**CONSIGNES**
Présente les lignes ci-dessous sous forme de liste JSON de chaînes, une chaîne par ligne, en omettant les lignes vides. N'inclus pas les images dans ta réponse.

═════ ENTRÉES EXTRAITES

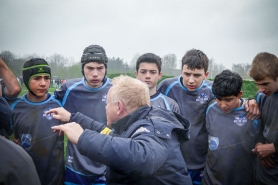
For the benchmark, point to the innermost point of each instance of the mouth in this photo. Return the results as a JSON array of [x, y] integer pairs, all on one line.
[[94, 81], [191, 87], [42, 90]]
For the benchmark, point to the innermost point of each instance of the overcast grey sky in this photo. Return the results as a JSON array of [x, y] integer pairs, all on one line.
[[228, 31]]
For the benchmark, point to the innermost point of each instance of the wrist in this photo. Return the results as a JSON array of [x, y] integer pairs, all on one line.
[[71, 116]]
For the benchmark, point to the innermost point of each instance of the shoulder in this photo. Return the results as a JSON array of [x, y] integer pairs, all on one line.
[[211, 104], [168, 81]]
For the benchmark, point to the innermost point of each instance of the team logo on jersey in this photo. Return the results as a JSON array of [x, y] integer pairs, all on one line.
[[47, 116], [70, 159], [40, 70], [104, 98], [266, 130], [202, 98], [213, 143], [25, 140], [240, 120]]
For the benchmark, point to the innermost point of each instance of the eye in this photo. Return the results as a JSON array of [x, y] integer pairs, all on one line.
[[197, 75]]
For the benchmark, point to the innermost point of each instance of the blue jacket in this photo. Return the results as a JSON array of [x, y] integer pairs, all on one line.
[[144, 147]]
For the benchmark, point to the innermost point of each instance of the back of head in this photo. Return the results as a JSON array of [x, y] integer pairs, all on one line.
[[94, 53], [149, 58], [132, 92], [195, 59], [227, 83], [34, 67], [264, 65]]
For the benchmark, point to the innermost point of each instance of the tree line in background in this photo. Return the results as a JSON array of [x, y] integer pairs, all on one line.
[[67, 68]]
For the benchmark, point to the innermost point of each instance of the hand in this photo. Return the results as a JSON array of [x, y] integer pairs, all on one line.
[[264, 150], [267, 162], [72, 130], [252, 109], [60, 114], [16, 141]]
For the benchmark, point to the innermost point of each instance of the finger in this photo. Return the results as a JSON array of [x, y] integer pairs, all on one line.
[[268, 164], [58, 127]]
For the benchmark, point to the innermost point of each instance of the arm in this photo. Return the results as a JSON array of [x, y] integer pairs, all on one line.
[[5, 115], [252, 109], [265, 152], [12, 86], [84, 121], [143, 154]]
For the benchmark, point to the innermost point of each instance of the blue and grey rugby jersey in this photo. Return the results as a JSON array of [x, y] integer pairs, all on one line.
[[162, 101], [232, 137], [269, 115], [193, 105], [33, 127], [76, 96]]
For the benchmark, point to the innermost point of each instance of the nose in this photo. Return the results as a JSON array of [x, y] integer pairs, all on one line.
[[94, 72], [261, 88], [43, 82], [148, 75], [191, 79]]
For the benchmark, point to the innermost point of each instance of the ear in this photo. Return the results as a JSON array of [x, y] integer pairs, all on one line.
[[160, 75], [206, 75], [121, 108], [239, 94]]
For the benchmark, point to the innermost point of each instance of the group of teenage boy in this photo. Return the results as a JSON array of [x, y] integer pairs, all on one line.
[[188, 130]]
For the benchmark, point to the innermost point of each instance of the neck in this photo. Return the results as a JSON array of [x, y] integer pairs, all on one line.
[[33, 98], [152, 91]]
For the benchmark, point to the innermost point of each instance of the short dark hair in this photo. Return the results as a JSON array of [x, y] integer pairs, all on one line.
[[195, 59], [149, 58], [227, 83], [264, 65]]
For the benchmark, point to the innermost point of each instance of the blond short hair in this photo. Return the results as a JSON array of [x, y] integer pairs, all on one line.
[[132, 92]]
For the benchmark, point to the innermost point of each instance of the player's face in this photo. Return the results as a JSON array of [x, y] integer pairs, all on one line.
[[94, 73], [192, 79], [148, 73], [112, 109], [267, 86], [39, 86], [228, 103]]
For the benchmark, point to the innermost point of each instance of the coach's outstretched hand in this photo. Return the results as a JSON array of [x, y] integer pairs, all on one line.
[[72, 130], [252, 109], [60, 114]]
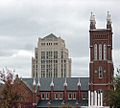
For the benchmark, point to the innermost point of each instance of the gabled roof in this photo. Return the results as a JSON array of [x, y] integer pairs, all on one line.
[[58, 83]]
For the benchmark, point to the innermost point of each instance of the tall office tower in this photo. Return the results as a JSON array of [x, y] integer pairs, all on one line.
[[101, 65], [51, 58]]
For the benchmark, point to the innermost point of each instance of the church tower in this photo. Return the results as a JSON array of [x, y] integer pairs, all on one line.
[[101, 65]]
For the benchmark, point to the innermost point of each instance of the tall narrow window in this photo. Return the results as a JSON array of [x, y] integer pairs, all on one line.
[[100, 72], [105, 50], [95, 52], [100, 51]]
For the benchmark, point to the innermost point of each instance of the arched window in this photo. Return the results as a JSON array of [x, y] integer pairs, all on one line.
[[100, 72], [100, 51], [105, 51], [95, 52]]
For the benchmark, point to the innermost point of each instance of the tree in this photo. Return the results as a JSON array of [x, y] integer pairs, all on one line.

══════════

**SOLUTION PROPOSÉE**
[
  "For the benchmark, point to the innermost point of each instance of the mouth in this photo. Return the results as a JSON array of [x, y] integer pairs, all on one line.",
  "[[94, 81], [191, 87], [42, 90]]",
  "For the benchmark, point to the innermost point of each instance of the overcast grey sky in this photo. Return the results as a JSON array of [x, y] integer pairs, all on one line.",
  "[[228, 31]]",
  "For the benchmark, point to the innermost point of each instance of the wrist in this photo. Return the results as a JSON array of [x, y] integer pairs, all on one line.",
  "[[71, 116]]",
  "For the benchmark, point to the innermost point of each instance of the shoulder in this photo. Return the results as a JSON array of [x, y] integer pairs, all on one line.",
  "[[211, 104], [168, 81]]",
  "For the benchmark, point to the innermost point of each instance of the team logo on jersey in this photo. Return the results as a JSON array of [x, y] integer pairs, all on one line.",
  "[[47, 116], [70, 159], [40, 70], [104, 98], [266, 130], [202, 98], [213, 143], [25, 140], [240, 120]]",
  "For the benchmark, point to the innermost point of each instance of the eye in this photo. Return the results as a JSON array of [x, y] integer pairs, all on one line.",
  "[[197, 75]]",
  "For the benchmark, point to the innermost point of each instance of the blue jacket in this photo. Return the results as a JSON array of [x, y] integer pairs, all on one line.",
  "[[144, 147]]",
  "For the benchmark, point to the innermost point of each instance of the back of head in this photo. Return the results as a JSON array of [x, y] integer pairs, all on one line.",
  "[[94, 53], [149, 58], [132, 92], [195, 59], [227, 83], [34, 67], [264, 65]]",
  "For the benchmark, point to the innermost point of each instance of the tree line in background in this photo. Return the results as a JSON array of [x, y] integer pairs, all on one line.",
  "[[67, 68]]",
  "For the benchmark, point to the innermost point of each instance of the hand in this photo. Return the results as a JSON array of [x, y] integer pairs, all on one line.",
  "[[264, 150], [267, 162], [72, 130], [252, 109], [60, 114], [16, 141]]",
  "For the benchmark, point to the innermost point of each instance of the finger in this photo. Return the results as a JSON array of [x, y] integer pairs, all on one line.",
  "[[268, 164], [58, 127]]",
  "For the benchmark, point to the innermost point of each instance of the arm in this photo. Return the results as a JSON array of [x, y] integer pairs, all on one line.",
  "[[5, 115], [252, 109], [265, 152], [12, 86], [84, 121], [143, 154]]",
  "For the benchmark, point to the innermost point of each instance of the blue and grey rugby jersey in this photo. Return the results as a JSON array of [x, y] integer pairs, all on one line.",
  "[[162, 101], [232, 137], [269, 115], [193, 105], [33, 127], [76, 96]]",
  "For the benchmark, point to the innermost point of each instance of the nose in this photo. Return the results as a JSON array of [x, y] integer pairs, all on one line.",
  "[[94, 72], [261, 88], [43, 82], [148, 75], [191, 79]]",
  "For the benchmark, point to the innermost point of each instance of the ear in this photo. Return the results as a JSON array of [x, y] integer pairs, all on one line.",
  "[[160, 75], [206, 75], [121, 108], [239, 94]]",
  "For the benchmark, point to the innermost point of each instance of the group of teenage boy in this photo. Return the results as a JSON array of [x, y] integer pairs, all on one line.",
  "[[188, 130]]",
  "For the benchmark, point to the innermost point of each instance of the neck in this photo. Return the results as a JSON array of [x, y] integer pairs, all on one line.",
  "[[33, 98], [152, 91]]",
  "For the benchmark, point to the innermost point of each instance of the short dark hair in this photo. Return the results as a JSON array of [x, y] integer pairs, all on one line.",
  "[[195, 59], [149, 58], [227, 83], [264, 65]]",
  "For the benchmark, point to the innermost point of each instance of the blond short hair in this photo. Return the results as a JSON array of [x, y] integer pairs, all on one line.",
  "[[132, 92]]",
  "For the benchmark, point to the innermost point of each instance of the player's face in this photo. Return the results as a JSON array of [x, y] integer pairs, all on one line.",
  "[[94, 73], [192, 79], [148, 73], [112, 109], [267, 86], [39, 86], [228, 103]]",
  "For the benchmark, point to the innermost point of each instance of the coach's outstretched hand in this photo. Return the results as a JSON array of [x, y] integer pairs, all on one line.",
  "[[72, 130], [252, 109], [60, 114]]",
  "For the benchmark, point to the innermost point of each instance of the gabled roof in this photo. Return the results as a JSON array of [x, y] integer pairs, all on one line.",
  "[[58, 83]]",
  "For the benchmark, point to the innermost point of each instance of the tall office tower in this photo. Return the results as a JSON array of [x, y] integer pairs, all on one line.",
  "[[101, 65], [51, 58]]",
  "For the benchmark, point to the innermost point of each instance of the church tower in this photo. Return the results as a JSON array of [x, y] integer pairs, all on one line.",
  "[[101, 65]]",
  "For the benchmark, point to the innermost point of each instance of the tall narrow window in this photo. Return the results as a JSON array of [x, y] integer pairs, all on one line.",
  "[[100, 72], [105, 50], [95, 52], [100, 51]]",
  "For the benchmark, point to the innermost point of each instance of the arched window in this photo. Return the results as a JSON array of [x, y] integer pairs, all on one line.",
  "[[100, 72], [100, 51], [105, 51], [95, 52]]",
  "For the benchmark, point to the innermost point of each instance of the tree in this photo. Return the results as a JSON array of [x, y] integer pairs, all on one line."
]